CHECK YOUR UNDERSTANDING.
1 – Using the news excerpt below, decide whether each statement agrees with it: (a) Dimitroff says the authors accepted several amendments at the committee meeting; (b) Rosenberg says A&M is the fourth in the United States to pass pro-Israel legislation this year; (c) Dimitroff calls the comparison to South African apartheid a stretch at best. For each, answer yes or no and quote the words that decide it.
2 – Retype the part of the news excerpt below starting at "Although Texas A&M" and ending at "do this year.", keeping every word and punctuation mark unchanged.

Although Texas A&M is “the largest university in the world without a Jewish studies program” it’s one of the most Star of David-friendly educational places around, he said.
“There is no anti-Semitism here,” Rabbi Rosenberg said. “Jews are very much appreciated and loved on campus.”
Rosenberg said this makes A&M the first in Texas in recent memory to pass pro-Israel legislation and the fourth in the United States to do this year.
In Austin, representative Dimitroff said she had major problems with the factual basis of some of the statements on the proposed BDS legislation.
“For example, the authors made allusions to supposedly similar pieces of legislation being passed by other student governments,” she said. “However, when I looked into it the other schools weren’t really passing anything comparable. The scopes were different, the circumstances were different. Additionally the resolution compared the Israeli-Palestinian conflict to South Africa apartheid — a claim that I believe is a stretch at best.”
Dimitroff said when she attended the committee meeting to review the proposal, the authors wouldn’t accept any amendments though several were proposed.
“Finally, I was particularly concerned about the inclusion of ‘whereas’ clauses which endorsed the BDS movement,” she said. “It hardly took three minutes of investigation to realize the implications and aims of BDS. From my perspective the movement and its leaders seek to delegitimize Israel as a Jewish state. This was absolutely not something for which I was willing to lend our credibility as an organization, nor does the movement represent the views of a majority of our student body.”

GIVEN INFORMATION.
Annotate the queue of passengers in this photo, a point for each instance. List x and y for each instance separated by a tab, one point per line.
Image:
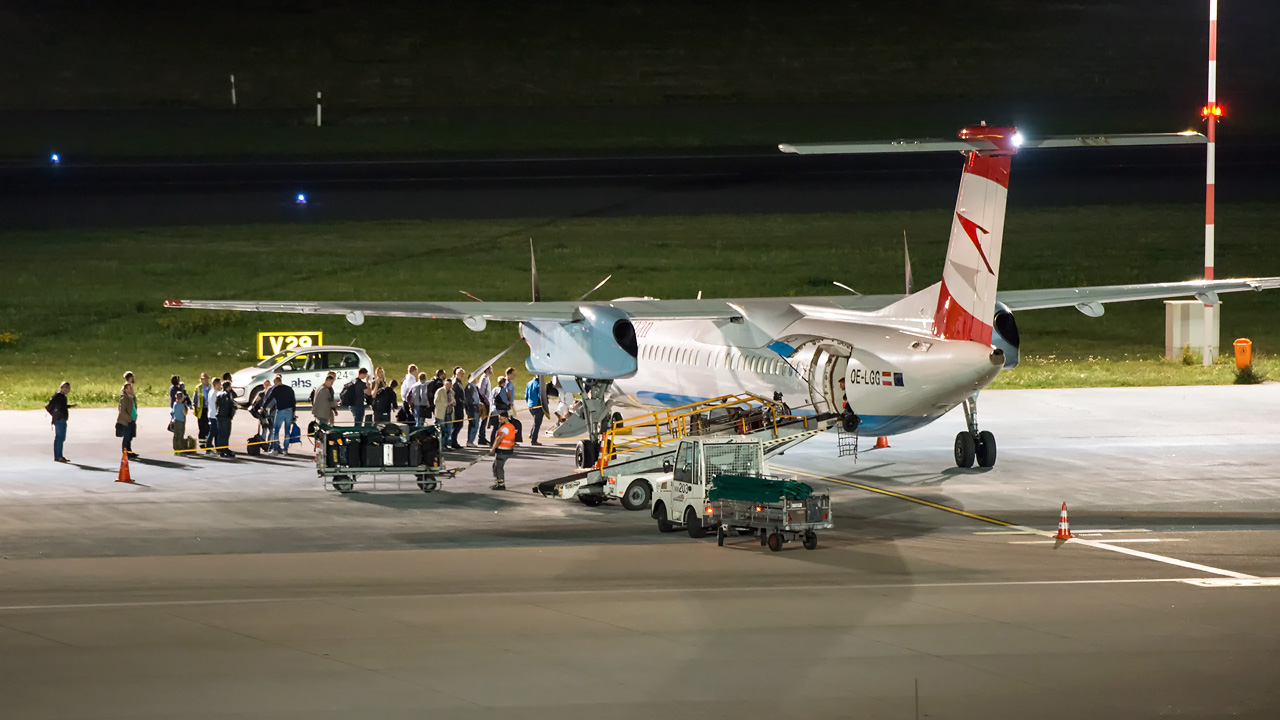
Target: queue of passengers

ANSWERS FOR THIS EXERCISE.
1 –
(a) No: "the authors wouldn’t accept any amendments though several were proposed"
(b) Yes: "the fourth in the United States to do this year"
(c) Yes: "a claim that I believe is a stretch at best"

2 –
Although Texas A&M is “the largest university in the world without a Jewish studies program” it’s one of the most Star of David-friendly educational places around, he said.
“There is no anti-Semitism here,” Rabbi Rosenberg said. “Jews are very much appreciated and loved on campus.”
Rosenberg said this makes A&M the first in Texas in recent memory to pass pro-Israel legislation and the fourth in the United States to do this year.